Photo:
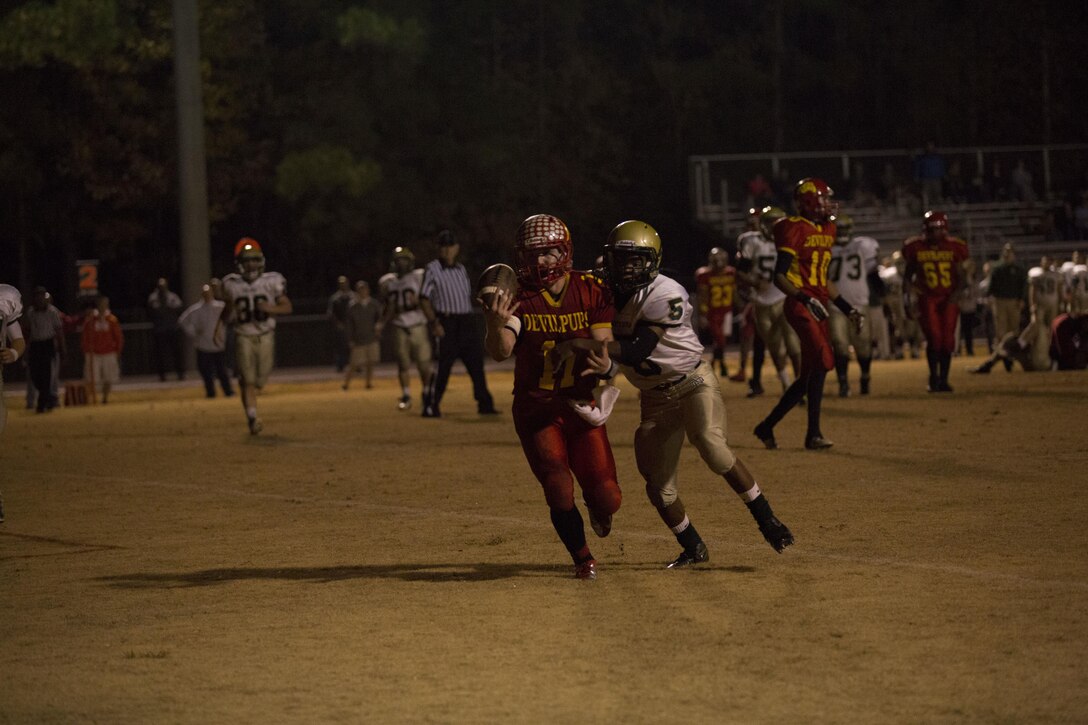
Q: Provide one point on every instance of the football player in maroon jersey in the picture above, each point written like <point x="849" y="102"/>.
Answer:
<point x="937" y="267"/>
<point x="554" y="304"/>
<point x="804" y="253"/>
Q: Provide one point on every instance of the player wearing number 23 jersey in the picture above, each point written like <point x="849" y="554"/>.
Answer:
<point x="935" y="272"/>
<point x="555" y="304"/>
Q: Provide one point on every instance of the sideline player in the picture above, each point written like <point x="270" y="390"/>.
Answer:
<point x="400" y="290"/>
<point x="254" y="298"/>
<point x="555" y="304"/>
<point x="804" y="254"/>
<point x="12" y="345"/>
<point x="716" y="290"/>
<point x="854" y="272"/>
<point x="660" y="355"/>
<point x="937" y="266"/>
<point x="755" y="265"/>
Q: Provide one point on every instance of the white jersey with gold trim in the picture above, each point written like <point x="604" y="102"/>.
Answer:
<point x="245" y="295"/>
<point x="763" y="254"/>
<point x="663" y="304"/>
<point x="403" y="294"/>
<point x="851" y="265"/>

- **Work task**:
Give back, unchanged, the run of lines in the listing above that begins at the line containing "Q: Provide one point on every instance of the player" and ends at the line containing "Q: Provide one point on every instance of the sideline", both included.

- **Expected output**:
Q: Provide one point on every instance of the player wearing number 23 jersey in the picture above, each point written like <point x="849" y="554"/>.
Answer:
<point x="935" y="272"/>
<point x="555" y="304"/>
Q: Provide one point on every instance of the sideline player in the picture above, each point written like <point x="270" y="390"/>.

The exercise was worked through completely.